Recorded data
.....

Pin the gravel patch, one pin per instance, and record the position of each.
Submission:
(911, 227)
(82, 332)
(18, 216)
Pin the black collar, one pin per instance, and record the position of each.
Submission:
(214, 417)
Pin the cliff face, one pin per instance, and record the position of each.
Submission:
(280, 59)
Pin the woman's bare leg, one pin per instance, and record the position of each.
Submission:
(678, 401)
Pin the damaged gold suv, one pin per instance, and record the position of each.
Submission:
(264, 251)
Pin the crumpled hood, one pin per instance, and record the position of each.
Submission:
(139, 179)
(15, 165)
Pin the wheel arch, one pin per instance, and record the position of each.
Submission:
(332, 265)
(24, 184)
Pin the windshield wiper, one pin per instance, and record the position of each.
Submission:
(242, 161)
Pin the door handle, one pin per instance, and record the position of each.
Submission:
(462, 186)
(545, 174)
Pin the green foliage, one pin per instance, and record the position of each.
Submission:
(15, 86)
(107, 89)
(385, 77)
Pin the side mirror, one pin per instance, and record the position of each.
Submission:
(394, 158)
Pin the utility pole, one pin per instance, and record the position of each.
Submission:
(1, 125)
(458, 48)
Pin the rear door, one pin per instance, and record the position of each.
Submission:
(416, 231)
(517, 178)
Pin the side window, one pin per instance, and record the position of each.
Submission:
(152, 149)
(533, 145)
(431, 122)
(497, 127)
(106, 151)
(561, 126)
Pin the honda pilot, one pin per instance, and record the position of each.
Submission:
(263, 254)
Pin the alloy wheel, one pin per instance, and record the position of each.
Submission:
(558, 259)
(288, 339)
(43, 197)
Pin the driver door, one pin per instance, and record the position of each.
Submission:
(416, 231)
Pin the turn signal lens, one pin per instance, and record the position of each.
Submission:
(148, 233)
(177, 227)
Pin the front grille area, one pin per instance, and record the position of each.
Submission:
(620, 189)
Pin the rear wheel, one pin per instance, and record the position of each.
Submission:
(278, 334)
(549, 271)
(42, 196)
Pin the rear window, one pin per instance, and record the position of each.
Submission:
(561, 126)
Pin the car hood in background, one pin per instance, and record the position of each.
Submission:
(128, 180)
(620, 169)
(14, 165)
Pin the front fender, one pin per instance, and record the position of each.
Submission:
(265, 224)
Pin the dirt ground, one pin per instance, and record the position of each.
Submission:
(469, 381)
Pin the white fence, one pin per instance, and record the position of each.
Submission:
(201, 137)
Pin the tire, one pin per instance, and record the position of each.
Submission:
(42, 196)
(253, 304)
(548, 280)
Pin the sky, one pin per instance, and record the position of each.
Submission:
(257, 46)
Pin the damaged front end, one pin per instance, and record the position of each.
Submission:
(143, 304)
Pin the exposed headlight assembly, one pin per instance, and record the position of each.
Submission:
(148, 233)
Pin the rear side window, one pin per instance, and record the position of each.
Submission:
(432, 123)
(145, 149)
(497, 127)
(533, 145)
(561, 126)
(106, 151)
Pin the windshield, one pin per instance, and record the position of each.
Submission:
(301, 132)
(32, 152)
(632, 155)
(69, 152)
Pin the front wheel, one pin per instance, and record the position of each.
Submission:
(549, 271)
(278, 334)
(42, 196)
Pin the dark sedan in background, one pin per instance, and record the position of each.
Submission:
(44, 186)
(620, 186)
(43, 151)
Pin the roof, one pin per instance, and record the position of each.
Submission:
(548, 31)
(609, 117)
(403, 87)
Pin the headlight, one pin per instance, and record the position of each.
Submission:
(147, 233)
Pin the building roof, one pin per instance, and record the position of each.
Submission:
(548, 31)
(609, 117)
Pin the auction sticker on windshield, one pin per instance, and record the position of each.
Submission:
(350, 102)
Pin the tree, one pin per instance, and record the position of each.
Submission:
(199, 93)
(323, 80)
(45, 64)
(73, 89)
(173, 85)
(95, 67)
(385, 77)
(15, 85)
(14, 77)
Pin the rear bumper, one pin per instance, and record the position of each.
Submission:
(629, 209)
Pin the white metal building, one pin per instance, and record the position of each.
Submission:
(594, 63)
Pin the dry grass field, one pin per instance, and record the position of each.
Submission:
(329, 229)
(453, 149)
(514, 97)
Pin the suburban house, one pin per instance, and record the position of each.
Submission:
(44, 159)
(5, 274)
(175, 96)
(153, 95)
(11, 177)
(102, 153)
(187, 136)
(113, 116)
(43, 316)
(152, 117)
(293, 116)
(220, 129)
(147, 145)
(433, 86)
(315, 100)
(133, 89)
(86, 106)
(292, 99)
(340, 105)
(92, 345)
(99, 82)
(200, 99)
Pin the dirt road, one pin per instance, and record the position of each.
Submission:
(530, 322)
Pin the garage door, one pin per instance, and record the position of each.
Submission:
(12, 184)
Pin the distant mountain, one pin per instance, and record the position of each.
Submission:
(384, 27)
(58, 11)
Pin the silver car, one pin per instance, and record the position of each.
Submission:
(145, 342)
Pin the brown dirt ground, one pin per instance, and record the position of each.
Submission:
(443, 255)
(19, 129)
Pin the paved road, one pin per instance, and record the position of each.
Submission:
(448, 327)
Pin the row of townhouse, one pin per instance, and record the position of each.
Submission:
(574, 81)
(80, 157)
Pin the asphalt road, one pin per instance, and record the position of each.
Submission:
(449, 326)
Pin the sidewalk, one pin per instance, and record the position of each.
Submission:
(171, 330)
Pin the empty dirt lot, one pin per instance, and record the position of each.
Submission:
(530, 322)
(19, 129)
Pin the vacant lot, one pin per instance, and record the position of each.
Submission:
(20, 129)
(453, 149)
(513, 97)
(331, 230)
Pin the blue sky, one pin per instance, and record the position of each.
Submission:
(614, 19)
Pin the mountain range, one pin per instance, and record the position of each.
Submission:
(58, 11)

.....

_TASK DESCRIPTION_:
Each entry above is to be printed again exactly.

_TASK OUTPUT_:
Pin the gravel patch, one pin per instance, and record the position of each.
Submission:
(911, 227)
(82, 332)
(18, 216)
Pin the black collar, one pin per instance, and record the position of each.
Submission:
(214, 417)
Pin the cliff face, one pin per instance, and record the position of each.
Submission:
(280, 59)
Pin the woman's bare leg, one pin per instance, and record the position of each.
Submission:
(678, 401)
Pin the damaged gold suv, one pin per instance, and record the position of each.
Submission:
(264, 251)
Pin the crumpled hood, one pin per instance, and record the position of each.
Submission:
(139, 179)
(15, 165)
Pin the wheel arch, one pin per instance, and record the position of each.
Submission:
(332, 265)
(24, 184)
Pin the windshield wiper, one pin per instance, and record the position of each.
Submission:
(242, 161)
Pin the door handle, one pin per instance, and record the position of each.
Submission:
(462, 186)
(545, 174)
Pin the green foliage, one pin per instance, and record the position of each.
Submission:
(15, 86)
(107, 89)
(385, 77)
Pin the side mirror, one pin per instance, and record the position of each.
Submission:
(394, 158)
Pin the utility pole, one pin per instance, and record the position of each.
Submission:
(1, 125)
(458, 48)
Pin the rear door, one pin per instance, and record the position of each.
Submission:
(416, 231)
(517, 178)
Pin the side window, one pin per instance, and record the position of each.
Submission:
(152, 149)
(533, 145)
(431, 122)
(497, 127)
(106, 151)
(561, 126)
Pin the honda pilot, one pin per instance, and record the position of each.
Submission:
(263, 254)
Pin the alloy wheel, one pin per instance, and record the position of each.
Submission:
(558, 259)
(288, 339)
(43, 197)
Pin the driver door, one pin per instance, and record the position of each.
Submission:
(416, 231)
Pin the turn signal lens, one pin per instance, and record the position of each.
Submission:
(148, 233)
(177, 227)
Pin the front grille area, one pin per instance, and record the position of each.
Submission:
(620, 189)
Pin the rear wheel, one pin per instance, and record the position of each.
Submission:
(278, 334)
(549, 271)
(42, 196)
Pin the rear window, one pin per instance, and record the position of each.
Submission:
(561, 126)
Pin the car hood in background, one pin per instance, and record the position of each.
Submission:
(128, 180)
(620, 169)
(14, 165)
Pin the front fender, one pin per instance, and record the position of each.
Submission:
(265, 224)
Pin the dirt ground, one pin per instance, and record the position of each.
Submission:
(469, 381)
Pin the white fence, one pin per instance, and record the position of each.
Submission:
(201, 137)
Pin the tire, one pin per instance, and record the position of each.
Submission:
(42, 196)
(253, 304)
(548, 280)
Pin the sky, one pin per instance, and record the position of each.
Submission:
(257, 46)
Pin the damaged front end, one pin per instance, and record the position of each.
Submission:
(143, 304)
Pin the exposed headlight assembly, one pin per instance, and record the position of each.
Submission:
(148, 233)
Pin the rear side window, one pin per instance, and record the position of each.
Submission:
(432, 123)
(145, 149)
(497, 127)
(533, 145)
(561, 126)
(106, 151)
Pin the windshield, one pin per instance, and record the position of each.
Submission:
(301, 132)
(32, 152)
(632, 155)
(69, 152)
Pin the front wheel, one pin per instance, and record the position of each.
Submission:
(549, 271)
(278, 334)
(42, 196)
Pin the dark sedan in background, one pin per instance, and record the position of each.
Submission:
(44, 186)
(620, 186)
(43, 151)
Pin the roof, one pin per instance, and record the position of each.
Submission:
(548, 31)
(609, 117)
(403, 87)
Pin the headlight, one pin per instance, and record the position of each.
Submission:
(147, 233)
Pin the building roof, one pin per instance, and record the position of each.
Submission:
(548, 31)
(609, 117)
Pin the auction sticker on windshield, one pin per instance, and record the position of each.
Submission:
(350, 102)
Pin the tree, one pin per instance, and record the position of each.
Submission:
(199, 93)
(323, 80)
(45, 64)
(73, 89)
(173, 85)
(95, 67)
(385, 77)
(15, 85)
(14, 77)
Pin the rear bumper, one pin per instance, and record the position of each.
Submission:
(629, 209)
Pin the white metal building, one pin per instance, and record the position of each.
Submission:
(594, 63)
Pin the dry grass field, one pin per instance, and record the position of each.
Submission:
(329, 229)
(453, 149)
(514, 97)
Pin the suburban house, one pin per instance, and record the position of each.
Submission:
(44, 159)
(5, 274)
(175, 96)
(153, 95)
(11, 177)
(102, 153)
(187, 136)
(113, 116)
(43, 316)
(152, 117)
(293, 116)
(220, 129)
(147, 145)
(433, 86)
(315, 100)
(133, 89)
(86, 106)
(292, 99)
(340, 105)
(92, 345)
(99, 82)
(200, 99)
Pin the dirt road, one pin per instance, and record the position of each.
Submission:
(530, 322)
Pin the garage door, one pin per instance, and record the position of each.
Submission:
(12, 184)
Pin the distant mountain, one pin per instance, and record the position of each.
Submission:
(384, 27)
(58, 11)
Pin the silver car, one pin per instance, and record the position of each.
Submission:
(145, 342)
Pin the brown dirt ground, one pin per instance, and record the position of each.
Submission:
(443, 255)
(19, 129)
Pin the paved road, one pin per instance, and record the position of each.
Submission:
(448, 327)
Pin the row of townhouse, one pin per instance, and record the position of each.
Submission:
(574, 81)
(80, 157)
Pin the asphalt road, one pin per instance, and record the position of each.
Submission:
(449, 326)
Pin the sidewalk, one pin per instance, and record the position of each.
Submission:
(171, 330)
Pin the empty dirt lot, one pin per instance, and record the position of each.
Submission:
(530, 322)
(19, 129)
Pin the vacant lot, one pin per instance, and record the position of each.
Submission:
(20, 129)
(453, 149)
(513, 97)
(331, 230)
Pin the blue sky, one pin per instance, and record the position of each.
Submission:
(614, 19)
Pin the mountain range, one pin per instance, and record the position of each.
Submission:
(58, 11)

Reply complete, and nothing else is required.